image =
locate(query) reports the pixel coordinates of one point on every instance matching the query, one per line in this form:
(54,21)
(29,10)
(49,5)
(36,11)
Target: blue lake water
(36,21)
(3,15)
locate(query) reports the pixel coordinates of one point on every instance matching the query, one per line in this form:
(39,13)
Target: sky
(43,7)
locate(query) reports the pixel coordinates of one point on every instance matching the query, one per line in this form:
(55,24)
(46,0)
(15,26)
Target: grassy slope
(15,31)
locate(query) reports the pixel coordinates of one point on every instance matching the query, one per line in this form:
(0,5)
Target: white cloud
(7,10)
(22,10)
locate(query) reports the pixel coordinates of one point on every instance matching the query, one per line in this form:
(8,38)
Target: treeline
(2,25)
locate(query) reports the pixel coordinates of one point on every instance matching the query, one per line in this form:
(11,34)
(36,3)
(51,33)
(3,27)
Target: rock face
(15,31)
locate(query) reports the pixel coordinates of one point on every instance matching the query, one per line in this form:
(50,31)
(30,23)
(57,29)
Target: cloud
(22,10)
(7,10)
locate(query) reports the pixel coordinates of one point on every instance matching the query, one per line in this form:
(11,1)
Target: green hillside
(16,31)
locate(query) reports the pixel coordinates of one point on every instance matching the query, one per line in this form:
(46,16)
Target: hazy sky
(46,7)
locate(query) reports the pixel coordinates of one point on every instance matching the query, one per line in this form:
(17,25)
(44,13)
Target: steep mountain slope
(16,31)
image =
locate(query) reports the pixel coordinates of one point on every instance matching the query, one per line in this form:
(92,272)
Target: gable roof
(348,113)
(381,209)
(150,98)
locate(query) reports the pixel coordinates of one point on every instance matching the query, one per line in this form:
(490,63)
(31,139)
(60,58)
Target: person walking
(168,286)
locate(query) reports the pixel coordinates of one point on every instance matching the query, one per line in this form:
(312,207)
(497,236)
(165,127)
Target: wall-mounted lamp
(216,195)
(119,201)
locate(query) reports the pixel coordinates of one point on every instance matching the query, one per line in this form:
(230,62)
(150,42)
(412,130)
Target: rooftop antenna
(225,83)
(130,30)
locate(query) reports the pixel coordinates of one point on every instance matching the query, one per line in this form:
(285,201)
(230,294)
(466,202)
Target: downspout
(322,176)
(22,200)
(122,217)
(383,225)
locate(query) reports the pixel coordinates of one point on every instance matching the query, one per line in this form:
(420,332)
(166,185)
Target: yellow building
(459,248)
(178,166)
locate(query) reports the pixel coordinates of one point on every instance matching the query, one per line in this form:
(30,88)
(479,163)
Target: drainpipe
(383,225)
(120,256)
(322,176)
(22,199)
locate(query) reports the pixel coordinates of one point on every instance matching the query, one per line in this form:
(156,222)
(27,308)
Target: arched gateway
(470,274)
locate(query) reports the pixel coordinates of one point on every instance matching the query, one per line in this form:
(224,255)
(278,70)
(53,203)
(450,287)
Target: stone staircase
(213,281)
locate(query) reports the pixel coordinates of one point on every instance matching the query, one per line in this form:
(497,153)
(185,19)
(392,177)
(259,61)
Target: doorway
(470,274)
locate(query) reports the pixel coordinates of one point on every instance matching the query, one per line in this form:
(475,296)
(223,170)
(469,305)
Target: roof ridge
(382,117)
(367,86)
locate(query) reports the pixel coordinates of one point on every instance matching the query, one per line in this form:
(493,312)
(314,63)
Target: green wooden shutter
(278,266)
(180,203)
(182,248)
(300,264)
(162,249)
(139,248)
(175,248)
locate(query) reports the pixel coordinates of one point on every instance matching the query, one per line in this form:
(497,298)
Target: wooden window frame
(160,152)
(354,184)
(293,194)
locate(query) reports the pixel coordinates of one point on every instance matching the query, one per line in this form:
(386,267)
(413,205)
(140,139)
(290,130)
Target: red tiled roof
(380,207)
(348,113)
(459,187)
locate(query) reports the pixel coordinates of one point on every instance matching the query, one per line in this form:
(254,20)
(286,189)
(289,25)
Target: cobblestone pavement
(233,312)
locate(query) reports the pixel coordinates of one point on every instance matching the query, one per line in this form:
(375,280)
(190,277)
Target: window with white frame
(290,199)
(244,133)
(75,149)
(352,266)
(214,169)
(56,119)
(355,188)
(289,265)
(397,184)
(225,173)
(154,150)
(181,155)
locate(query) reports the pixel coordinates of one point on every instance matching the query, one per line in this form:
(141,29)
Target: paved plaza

+-------+

| Instructions to follow |
Repeat every line of the material exactly as given.

| The output |
image =
locate(query) reports the pixel coordinates of one point on every instance matching the query, one per line in this form:
(54,21)
(29,10)
(49,5)
(36,11)
Target: blue lake water
(36,21)
(3,15)
locate(query) reports the pixel coordinates of one point on every instance matching the query, one per line in this form:
(39,13)
Target: sky
(43,7)
locate(query) reports the pixel coordinates of one point on every instance matching the query, one per line in this form:
(55,24)
(46,0)
(15,26)
Target: grassy slope
(15,31)
locate(query) reports the pixel coordinates of one point on every instance matching the query, one per line in this form:
(0,5)
Target: white cloud
(7,10)
(22,10)
locate(query) reports the pixel coordinates of one point on every instance matching the query, one per line in this form:
(8,38)
Target: treeline
(2,25)
locate(query) reports the pixel coordinates of one point on every instance matching the query, one per line in this form:
(11,34)
(36,3)
(51,33)
(3,27)
Target: rock face
(15,31)
locate(query) reports the pixel coordinates of one point on every instance matching the query, one per line in this form:
(50,31)
(30,23)
(57,29)
Target: cloud
(22,10)
(7,10)
locate(query) reports the pixel coordinates of one point on every instance matching the query, one per line in this form:
(11,1)
Target: green hillside
(16,31)
locate(query) reports the pixel coordinates of one point on every instance matching the query, one per line in this form:
(46,16)
Target: hazy sky
(46,7)
locate(query) reports the pixel coordinates of one point on every instance matching the query, one per line in this form:
(17,25)
(44,13)
Target: steep mountain slope
(16,31)
image =
locate(query) reports the pixel coordinates of one point on every instance matching the query, one per line in this form:
(92,272)
Target: gable roof
(348,113)
(381,209)
(150,98)
locate(query) reports the pixel coordinates of one point on every instance matching the query, one per line in this form:
(490,63)
(31,139)
(60,58)
Target: person walking
(168,286)
locate(query) reports the pixel coordinates of one point on every instance matching the query, one per line in this form:
(312,207)
(497,236)
(165,127)
Target: wall-mounted lamp
(216,195)
(119,201)
locate(query) reports the pixel coordinates of one point on every instance matching the query, one per line in this form:
(230,62)
(150,42)
(412,130)
Target: rooftop antenna
(225,83)
(130,30)
locate(query) reports the pixel coordinates of one point on every instance matching the query, one per line in this form:
(285,201)
(230,294)
(466,202)
Target: downspout
(322,176)
(22,200)
(122,217)
(383,225)
locate(query) reports the pixel coordinates of one point on every instance matching the query, one per line in this form:
(420,332)
(166,185)
Target: yellow building
(459,248)
(178,166)
locate(query) reports the pixel coordinates of one point on every instance matching the query, one per line in this form:
(30,88)
(479,163)
Target: drainpipe
(383,225)
(120,256)
(322,176)
(22,199)
locate(query) reports the pixel coordinates of one point on every instance matching the query, one per line in this form:
(156,222)
(27,308)
Target: arched gateway
(470,274)
locate(query) reports the pixel coordinates of one point on every instance matching the query, one per line in this form:
(224,255)
(278,70)
(53,203)
(450,287)
Target: stone staircase
(213,281)
locate(query) reports the pixel coordinates of one point on every instance matching the query, one per line in this form:
(497,153)
(185,19)
(392,177)
(259,61)
Target: doorway
(470,274)
locate(query) reports the pixel coordinates of one point on every instance matching the query, one per line in this form:
(475,296)
(223,170)
(469,305)
Target: roof ridge
(382,117)
(367,86)
locate(query) reports the pixel coordinates of one point on every instance matching the query, one per line in this form:
(493,312)
(314,63)
Target: green wooden shutter
(278,266)
(180,203)
(182,248)
(300,264)
(162,249)
(139,248)
(175,248)
locate(query) reports the pixel coordinates of one point on every instance matching the query, one per line in this form:
(497,298)
Target: wooden window frame
(160,152)
(354,184)
(293,194)
locate(query) reports the pixel coordinates of one point on every instance matching the query, one per line in this form:
(386,267)
(413,205)
(140,139)
(290,130)
Target: red tiled roof
(380,207)
(348,113)
(459,187)
locate(query) reports the pixel coordinates of one point on every instance matching the query, one per line in this form:
(254,20)
(286,189)
(289,25)
Target: cobblestone pavement
(233,312)
locate(query) reports the pixel coordinates of one point on every instance matching the query, one per line in this form:
(375,280)
(190,277)
Target: window with white frame
(290,199)
(244,133)
(75,149)
(352,266)
(214,169)
(56,119)
(355,188)
(289,265)
(397,184)
(225,173)
(154,150)
(181,155)
locate(query) reports the pixel coordinates of one point on every instance matching the query, one per line in this form:
(141,29)
Target: paved plaza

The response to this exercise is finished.